Extrait>
____

Les autorités algériennes se refusent à recourir aussi au financement non conventionnel, qu’en pensez-vous?

Les autorités ont raison de se méfier de ce type de financement, dont les risques ont été maintes fois soulignés. Cependant, je conseillerais personnellement sa reprise, rapidement, tant que n’auront pas été mises en place les mesures alternatives pour pallier à la crise des liquidités actuelle. Nous faisons face en effet à la plus grave crise de liquidité de notre histoire, et le pire est de donner le sentiment aux citoyens que non seulement l’Etat ne se soucie pas de leurs innombrables difficultés causées par la crise sanitaire, mais qu’il les empêche en outre de disposer de leurs maigres économies. Les grandes foules qui se massent devant les banques et les guichets de poste aggravent les difficultés quotidiennes des gens, tout en accroissant les risques de contaminations.

Des milliers d’entreprises sont également à court de liquidités à cause du confinement et sont menacées de faillite, ce qui risque de pousser le chômage à des sommets inconnus jusqu’ici.

A titre de contribution personnelle aux efforts pour trouver une issue à cette crise, j’ai cherché à identifier la nature précise du risque qui résulterait de la poursuite du financement monétaire de l’économie. Je suis arrivé à la conclusion que ce danger pouvait être temporairement écarté et qu’une injection massive de liquidités banque centrale serait tout à fait pertinente dans les circonstances actuelles. Il faut d’abord rappeler le contexte dans lequel ce type de financement a été introduit.

Il nous avait été présenté, en 2017, comme une solution non conventionnelle, au sens américain du terme. Mais cela n’a aucun rapport, tant le contexte et la finalité sont différents de ceux des USA ou de l’Europe. Dans ces régions, la mesure était destinée à débloquer des marchés financiers sophistiqués et paralysés par la crise boursière de 2008.  L’économie réelle de ces pays n’était pas en cause et était prête à redémarrer comme lors de la crise de 1929. C’était une solution de type keynésien, guère transposable à notre pays, qui ne dispose pas de capacités de productions excédentaires, ni d’un marché financier digne de ce nom. La liquidité de l’économie est presque entièrement dépendante de la fiscalité pétrolière.

Celle-ci se tarissant à partir de 2015, le financement monétaire (par la planche à billets) est apparu comme la seule planche de salut (sans jeu de mots).  Il suffit de se rappeler, à cet égard, la déclaration de Ouyahia de l’été 2017, qui avouait publiquement que le pays ne pouvait plus assurer le paiement des salaires à partir d’octobre, sauf en cas de recours à la planche à billets.

De nombreux experts Algériens, dont moi même, avaient souligné, à l’époque, les dangers inhérents à ce financement. Les arguments avancés étaient focalisés sur le risque inflationniste qui découle de sa totale déconnexion de tout processus de création de richesse, de ses montants exorbitants et du silence total sur les modalités de son remboursement.

____

Données fournies>
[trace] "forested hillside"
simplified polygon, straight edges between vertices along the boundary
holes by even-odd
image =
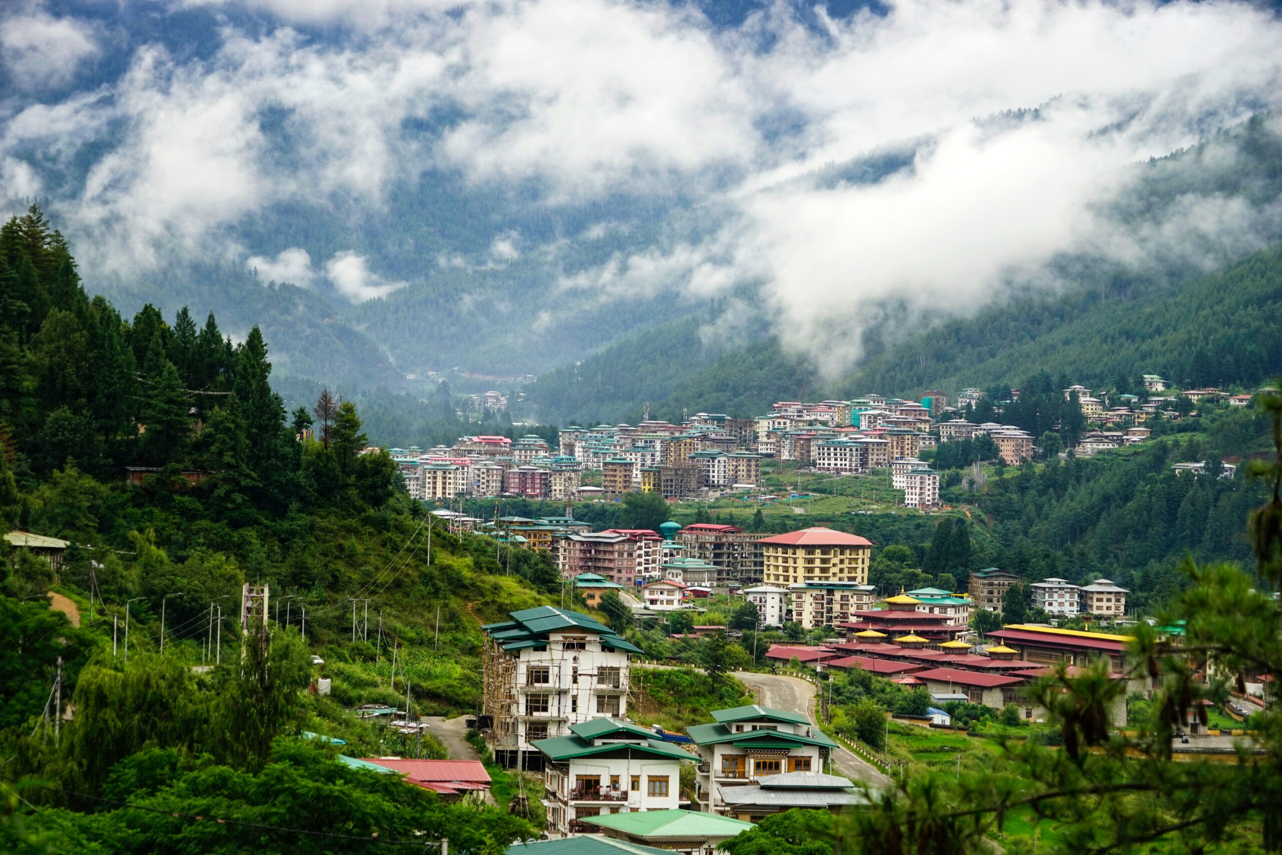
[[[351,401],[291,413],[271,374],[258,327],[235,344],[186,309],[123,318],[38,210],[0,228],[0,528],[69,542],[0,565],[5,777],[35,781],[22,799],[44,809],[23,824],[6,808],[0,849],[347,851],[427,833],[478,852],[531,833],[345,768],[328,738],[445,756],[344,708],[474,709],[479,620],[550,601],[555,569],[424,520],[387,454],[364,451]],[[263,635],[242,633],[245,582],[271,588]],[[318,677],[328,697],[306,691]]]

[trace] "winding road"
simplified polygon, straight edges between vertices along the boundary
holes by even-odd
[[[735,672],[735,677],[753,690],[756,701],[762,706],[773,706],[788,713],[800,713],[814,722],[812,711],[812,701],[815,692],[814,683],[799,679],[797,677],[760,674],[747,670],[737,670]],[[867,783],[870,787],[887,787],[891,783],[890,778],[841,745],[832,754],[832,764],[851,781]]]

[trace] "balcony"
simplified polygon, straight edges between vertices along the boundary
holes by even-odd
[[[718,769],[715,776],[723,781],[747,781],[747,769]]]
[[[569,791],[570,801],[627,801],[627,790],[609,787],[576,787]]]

____

Défi 1>
Répondez aux questions suivantes d'après l'extrait :
(a) En quelle année le financement non conventionnel a-t-il été présenté comme une solution ?
(b) De quoi la liquidité de l'économie dépend-elle presque entièrement ?
(c) Sur quel risque les arguments des experts algériens étaient-ils focalisés ?
Défi 2>
Recopiez à l'identique toutes les lignes de la liste, sans y inclure les images.

Réponse finale 1>
(a) En 2017.
(b) De la fiscalité pétrolière.
(c) Sur le risque inflationniste.

Réponse finale 2>
[trace] "forested hillside"
simplified polygon, straight edges between vertices along the boundary
holes by even-odd
image =
[[[351,401],[291,413],[271,374],[258,327],[235,344],[186,309],[123,318],[38,210],[0,228],[0,528],[69,542],[0,565],[5,777],[35,781],[22,799],[44,809],[23,824],[6,808],[0,849],[347,851],[427,833],[478,852],[531,833],[345,768],[328,738],[445,756],[344,708],[474,709],[479,620],[550,601],[555,569],[424,520],[387,454],[364,451]],[[263,635],[242,633],[245,582],[271,588]],[[318,677],[328,697],[306,691]]]

[trace] "winding road"
simplified polygon, straight edges between vertices along the boundary
holes by even-odd
[[[735,672],[735,677],[753,690],[756,701],[762,706],[773,706],[788,713],[800,713],[814,722],[812,711],[812,701],[815,692],[814,683],[799,679],[797,677],[760,674],[747,670],[737,670]],[[867,783],[870,787],[887,787],[891,783],[890,778],[841,745],[832,754],[832,764],[851,781]]]

[trace] "balcony"
simplified polygon, straight edges between vertices along the boundary
holes by even-odd
[[[718,769],[715,776],[723,781],[747,781],[747,769]]]
[[[569,791],[570,801],[627,801],[627,790],[609,787],[576,787]]]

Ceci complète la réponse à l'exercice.